• _Extracted records_
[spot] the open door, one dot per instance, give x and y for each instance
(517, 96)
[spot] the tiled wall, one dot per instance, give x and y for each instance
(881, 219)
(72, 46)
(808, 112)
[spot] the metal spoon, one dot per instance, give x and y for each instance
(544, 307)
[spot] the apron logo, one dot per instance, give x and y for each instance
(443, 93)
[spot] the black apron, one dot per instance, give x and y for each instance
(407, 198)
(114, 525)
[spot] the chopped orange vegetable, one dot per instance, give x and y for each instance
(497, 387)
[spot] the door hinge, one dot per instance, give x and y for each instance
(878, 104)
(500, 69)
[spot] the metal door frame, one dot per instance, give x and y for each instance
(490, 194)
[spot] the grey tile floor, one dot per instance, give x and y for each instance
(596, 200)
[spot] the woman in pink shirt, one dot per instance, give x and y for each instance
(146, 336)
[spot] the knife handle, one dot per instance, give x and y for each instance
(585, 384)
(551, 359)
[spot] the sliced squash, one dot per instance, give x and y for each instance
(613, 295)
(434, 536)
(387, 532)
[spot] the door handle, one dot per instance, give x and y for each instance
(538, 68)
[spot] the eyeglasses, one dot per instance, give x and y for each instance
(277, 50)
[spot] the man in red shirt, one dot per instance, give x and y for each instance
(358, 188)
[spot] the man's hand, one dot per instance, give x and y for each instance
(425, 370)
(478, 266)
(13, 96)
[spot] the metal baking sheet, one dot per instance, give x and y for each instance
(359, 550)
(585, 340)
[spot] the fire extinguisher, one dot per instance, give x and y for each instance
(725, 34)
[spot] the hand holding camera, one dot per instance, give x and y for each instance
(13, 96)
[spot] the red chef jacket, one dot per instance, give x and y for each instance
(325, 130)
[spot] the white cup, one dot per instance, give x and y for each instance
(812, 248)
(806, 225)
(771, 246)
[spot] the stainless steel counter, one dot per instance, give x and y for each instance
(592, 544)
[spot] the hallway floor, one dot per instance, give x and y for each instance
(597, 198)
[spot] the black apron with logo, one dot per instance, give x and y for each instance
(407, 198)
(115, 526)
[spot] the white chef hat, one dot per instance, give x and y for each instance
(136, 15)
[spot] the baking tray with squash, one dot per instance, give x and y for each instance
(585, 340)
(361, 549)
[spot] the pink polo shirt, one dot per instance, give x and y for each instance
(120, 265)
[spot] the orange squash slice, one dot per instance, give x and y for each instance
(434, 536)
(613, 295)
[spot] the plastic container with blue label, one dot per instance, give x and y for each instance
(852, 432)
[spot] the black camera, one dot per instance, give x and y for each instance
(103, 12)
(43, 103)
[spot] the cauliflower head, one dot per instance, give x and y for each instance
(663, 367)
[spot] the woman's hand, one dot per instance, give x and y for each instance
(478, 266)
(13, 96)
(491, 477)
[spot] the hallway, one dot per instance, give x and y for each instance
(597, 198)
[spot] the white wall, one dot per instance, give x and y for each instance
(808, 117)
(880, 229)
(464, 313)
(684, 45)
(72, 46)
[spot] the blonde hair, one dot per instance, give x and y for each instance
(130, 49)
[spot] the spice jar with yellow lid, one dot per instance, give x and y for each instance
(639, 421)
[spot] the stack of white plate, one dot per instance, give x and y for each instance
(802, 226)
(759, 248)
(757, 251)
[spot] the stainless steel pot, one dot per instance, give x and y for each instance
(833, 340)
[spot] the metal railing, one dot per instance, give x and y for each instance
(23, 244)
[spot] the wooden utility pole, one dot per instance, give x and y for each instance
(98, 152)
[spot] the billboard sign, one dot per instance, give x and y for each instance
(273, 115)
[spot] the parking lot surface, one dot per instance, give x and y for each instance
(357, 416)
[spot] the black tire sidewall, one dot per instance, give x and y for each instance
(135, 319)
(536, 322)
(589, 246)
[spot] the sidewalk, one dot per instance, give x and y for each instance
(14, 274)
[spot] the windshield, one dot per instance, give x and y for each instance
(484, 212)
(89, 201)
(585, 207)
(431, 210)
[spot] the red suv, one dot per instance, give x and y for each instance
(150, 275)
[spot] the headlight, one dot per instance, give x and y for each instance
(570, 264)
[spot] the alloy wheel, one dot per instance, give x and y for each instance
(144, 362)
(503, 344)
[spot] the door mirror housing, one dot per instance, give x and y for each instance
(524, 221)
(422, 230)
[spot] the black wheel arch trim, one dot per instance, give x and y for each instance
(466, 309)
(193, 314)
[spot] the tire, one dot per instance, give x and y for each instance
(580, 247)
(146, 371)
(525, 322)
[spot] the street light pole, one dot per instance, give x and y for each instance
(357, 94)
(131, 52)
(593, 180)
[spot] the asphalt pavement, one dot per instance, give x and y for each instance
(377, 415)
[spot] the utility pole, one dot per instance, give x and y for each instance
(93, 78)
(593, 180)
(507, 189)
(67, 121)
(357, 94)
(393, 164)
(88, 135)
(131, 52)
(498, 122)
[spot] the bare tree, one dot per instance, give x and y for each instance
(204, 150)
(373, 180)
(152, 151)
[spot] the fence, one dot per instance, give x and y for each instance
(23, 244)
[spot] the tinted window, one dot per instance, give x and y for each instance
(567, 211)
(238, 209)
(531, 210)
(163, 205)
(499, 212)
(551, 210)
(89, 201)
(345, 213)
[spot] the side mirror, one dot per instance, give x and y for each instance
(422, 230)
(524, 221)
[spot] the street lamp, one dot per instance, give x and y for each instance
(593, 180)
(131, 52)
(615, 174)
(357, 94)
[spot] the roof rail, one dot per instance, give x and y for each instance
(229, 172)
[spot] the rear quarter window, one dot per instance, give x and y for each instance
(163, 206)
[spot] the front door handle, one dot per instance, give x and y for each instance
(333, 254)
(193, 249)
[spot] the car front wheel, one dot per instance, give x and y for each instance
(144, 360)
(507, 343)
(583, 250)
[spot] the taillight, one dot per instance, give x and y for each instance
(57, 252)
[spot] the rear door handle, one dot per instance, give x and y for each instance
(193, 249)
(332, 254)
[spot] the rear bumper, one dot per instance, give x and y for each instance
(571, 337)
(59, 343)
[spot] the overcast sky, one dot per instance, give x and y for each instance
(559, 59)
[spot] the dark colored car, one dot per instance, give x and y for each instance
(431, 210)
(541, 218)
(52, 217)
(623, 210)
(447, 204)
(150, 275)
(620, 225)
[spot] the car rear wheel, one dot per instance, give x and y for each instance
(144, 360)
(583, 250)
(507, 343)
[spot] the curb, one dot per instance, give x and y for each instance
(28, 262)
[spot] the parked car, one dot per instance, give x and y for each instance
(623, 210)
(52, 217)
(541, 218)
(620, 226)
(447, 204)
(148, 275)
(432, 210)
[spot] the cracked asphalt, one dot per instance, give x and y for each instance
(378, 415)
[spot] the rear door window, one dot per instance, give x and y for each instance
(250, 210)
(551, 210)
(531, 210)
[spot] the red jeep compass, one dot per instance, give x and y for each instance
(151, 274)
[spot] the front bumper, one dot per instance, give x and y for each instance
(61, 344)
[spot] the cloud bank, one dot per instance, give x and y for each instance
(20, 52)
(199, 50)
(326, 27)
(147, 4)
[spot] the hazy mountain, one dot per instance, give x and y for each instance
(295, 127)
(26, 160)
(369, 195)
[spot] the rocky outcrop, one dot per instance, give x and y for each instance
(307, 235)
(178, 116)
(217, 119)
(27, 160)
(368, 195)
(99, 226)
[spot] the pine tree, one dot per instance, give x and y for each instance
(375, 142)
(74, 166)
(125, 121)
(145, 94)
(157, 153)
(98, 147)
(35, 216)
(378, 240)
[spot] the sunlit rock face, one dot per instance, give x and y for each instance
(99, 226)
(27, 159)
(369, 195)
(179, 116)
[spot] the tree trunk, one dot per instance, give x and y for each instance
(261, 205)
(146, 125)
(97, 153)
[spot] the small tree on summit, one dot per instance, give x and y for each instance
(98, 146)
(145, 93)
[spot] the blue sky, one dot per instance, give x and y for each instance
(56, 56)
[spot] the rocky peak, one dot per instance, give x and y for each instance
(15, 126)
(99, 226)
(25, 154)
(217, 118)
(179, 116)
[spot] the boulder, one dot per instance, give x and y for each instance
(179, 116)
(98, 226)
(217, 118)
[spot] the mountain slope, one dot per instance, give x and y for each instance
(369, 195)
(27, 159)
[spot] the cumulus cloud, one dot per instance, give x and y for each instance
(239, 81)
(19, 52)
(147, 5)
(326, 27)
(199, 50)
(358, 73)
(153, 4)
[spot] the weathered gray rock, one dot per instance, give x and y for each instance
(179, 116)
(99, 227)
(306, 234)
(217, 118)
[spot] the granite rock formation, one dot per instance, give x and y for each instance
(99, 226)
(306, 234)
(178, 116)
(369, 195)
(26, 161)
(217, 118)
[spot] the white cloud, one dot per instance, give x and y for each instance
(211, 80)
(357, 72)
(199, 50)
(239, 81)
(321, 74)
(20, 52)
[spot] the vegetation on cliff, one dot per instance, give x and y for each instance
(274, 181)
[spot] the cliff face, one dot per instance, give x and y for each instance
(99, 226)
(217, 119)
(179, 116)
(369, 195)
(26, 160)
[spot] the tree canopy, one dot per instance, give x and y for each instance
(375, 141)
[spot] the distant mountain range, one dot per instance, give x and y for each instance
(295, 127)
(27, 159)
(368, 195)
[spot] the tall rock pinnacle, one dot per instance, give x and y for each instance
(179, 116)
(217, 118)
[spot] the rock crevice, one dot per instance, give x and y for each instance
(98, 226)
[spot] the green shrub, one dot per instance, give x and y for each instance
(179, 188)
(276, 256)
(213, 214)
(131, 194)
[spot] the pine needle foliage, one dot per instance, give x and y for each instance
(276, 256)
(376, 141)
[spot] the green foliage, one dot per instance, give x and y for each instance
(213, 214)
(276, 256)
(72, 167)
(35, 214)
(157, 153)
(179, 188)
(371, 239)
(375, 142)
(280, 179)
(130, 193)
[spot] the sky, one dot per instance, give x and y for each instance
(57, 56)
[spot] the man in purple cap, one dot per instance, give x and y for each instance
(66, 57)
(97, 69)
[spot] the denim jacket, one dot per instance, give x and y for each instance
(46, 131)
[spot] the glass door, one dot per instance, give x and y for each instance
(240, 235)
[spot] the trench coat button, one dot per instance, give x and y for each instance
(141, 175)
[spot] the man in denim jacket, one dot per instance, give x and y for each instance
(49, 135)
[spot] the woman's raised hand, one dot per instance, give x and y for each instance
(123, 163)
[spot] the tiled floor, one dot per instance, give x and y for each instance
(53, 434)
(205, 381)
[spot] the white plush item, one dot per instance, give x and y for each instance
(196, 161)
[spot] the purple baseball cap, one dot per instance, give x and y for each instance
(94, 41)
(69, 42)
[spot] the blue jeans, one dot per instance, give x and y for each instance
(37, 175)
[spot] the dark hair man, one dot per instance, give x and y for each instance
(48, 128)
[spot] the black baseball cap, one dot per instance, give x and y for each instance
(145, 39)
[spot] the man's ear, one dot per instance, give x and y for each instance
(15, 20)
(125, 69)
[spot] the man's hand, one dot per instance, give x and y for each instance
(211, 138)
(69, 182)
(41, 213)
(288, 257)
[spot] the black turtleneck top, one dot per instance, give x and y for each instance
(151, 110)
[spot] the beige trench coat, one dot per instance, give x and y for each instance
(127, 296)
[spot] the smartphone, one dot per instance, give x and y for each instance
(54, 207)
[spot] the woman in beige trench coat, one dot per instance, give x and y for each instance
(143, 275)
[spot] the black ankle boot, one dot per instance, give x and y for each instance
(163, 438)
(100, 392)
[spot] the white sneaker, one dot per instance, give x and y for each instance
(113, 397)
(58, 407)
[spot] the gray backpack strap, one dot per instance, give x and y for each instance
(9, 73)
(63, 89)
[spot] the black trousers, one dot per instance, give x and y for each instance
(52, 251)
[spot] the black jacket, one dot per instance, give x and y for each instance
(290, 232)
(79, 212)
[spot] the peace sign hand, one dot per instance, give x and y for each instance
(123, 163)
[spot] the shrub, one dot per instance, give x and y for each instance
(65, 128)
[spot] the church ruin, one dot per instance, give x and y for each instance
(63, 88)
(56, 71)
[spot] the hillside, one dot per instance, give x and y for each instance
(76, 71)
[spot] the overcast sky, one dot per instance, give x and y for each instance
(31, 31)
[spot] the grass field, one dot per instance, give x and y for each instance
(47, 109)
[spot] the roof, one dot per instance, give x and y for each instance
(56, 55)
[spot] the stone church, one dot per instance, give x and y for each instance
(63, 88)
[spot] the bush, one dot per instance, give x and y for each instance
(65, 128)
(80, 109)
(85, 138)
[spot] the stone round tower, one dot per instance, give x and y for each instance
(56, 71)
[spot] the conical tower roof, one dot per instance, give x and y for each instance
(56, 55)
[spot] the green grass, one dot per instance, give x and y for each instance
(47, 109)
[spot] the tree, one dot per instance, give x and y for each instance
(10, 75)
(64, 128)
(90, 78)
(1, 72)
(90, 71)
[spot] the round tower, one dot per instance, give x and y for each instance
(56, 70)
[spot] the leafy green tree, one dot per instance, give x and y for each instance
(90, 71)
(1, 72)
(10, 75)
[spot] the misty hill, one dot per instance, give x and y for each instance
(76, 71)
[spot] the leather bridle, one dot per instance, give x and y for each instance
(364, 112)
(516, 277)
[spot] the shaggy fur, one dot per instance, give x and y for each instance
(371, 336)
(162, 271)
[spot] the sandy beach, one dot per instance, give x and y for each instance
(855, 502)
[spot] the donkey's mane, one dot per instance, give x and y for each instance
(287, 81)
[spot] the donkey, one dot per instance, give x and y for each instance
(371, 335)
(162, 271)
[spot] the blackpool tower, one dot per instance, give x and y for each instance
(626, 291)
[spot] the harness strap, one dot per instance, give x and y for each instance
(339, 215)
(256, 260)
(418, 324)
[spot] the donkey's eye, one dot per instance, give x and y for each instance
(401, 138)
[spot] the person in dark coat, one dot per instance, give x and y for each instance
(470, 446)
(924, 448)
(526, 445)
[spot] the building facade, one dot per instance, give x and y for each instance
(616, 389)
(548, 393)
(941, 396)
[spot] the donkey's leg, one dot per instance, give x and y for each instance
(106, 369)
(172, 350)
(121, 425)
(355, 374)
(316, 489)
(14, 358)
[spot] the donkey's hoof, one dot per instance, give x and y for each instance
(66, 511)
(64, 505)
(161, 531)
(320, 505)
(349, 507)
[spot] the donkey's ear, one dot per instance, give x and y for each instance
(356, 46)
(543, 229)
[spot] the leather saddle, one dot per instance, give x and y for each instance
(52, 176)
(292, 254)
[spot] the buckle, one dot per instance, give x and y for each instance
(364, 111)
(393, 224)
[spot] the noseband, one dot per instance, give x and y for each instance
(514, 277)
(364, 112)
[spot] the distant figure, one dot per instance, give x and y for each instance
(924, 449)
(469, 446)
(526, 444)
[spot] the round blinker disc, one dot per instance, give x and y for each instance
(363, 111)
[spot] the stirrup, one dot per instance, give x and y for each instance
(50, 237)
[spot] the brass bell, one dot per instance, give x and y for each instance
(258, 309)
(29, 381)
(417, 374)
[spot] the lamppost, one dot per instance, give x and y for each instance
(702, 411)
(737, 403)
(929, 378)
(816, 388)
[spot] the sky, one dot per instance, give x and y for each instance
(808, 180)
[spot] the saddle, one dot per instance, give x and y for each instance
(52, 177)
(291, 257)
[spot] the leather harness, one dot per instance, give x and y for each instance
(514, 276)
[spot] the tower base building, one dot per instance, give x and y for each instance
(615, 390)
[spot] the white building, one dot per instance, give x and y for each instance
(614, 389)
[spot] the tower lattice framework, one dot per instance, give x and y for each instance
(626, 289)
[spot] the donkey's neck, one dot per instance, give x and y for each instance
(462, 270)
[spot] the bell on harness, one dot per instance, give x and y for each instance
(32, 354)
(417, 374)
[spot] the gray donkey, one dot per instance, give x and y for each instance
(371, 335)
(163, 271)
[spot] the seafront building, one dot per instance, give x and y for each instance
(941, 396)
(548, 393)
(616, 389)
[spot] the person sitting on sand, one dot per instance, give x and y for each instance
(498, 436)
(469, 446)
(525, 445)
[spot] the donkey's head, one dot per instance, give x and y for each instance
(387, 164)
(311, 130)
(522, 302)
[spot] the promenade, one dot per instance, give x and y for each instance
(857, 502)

• _Job_
Reproduce the final stretch of the data above: every line from the one holding "[spot] the gray donkey, one" through the end, inclusive, exactly as written and nothing else.

• _Solution for this exercise_
[spot] the gray donkey, one dot per instance, give x and y for each instance
(371, 335)
(163, 271)
[spot] the seafront building, one dot per instance, give x and y for each instance
(941, 396)
(548, 393)
(616, 389)
[spot] the person sitting on sand, one dot per instance, give x and y for each instance
(498, 436)
(469, 446)
(525, 445)
[spot] the donkey's head, one dot per instance, give x and y for each instance
(387, 164)
(311, 130)
(522, 302)
[spot] the promenade, one dot per instance, give x and y for each instance
(857, 502)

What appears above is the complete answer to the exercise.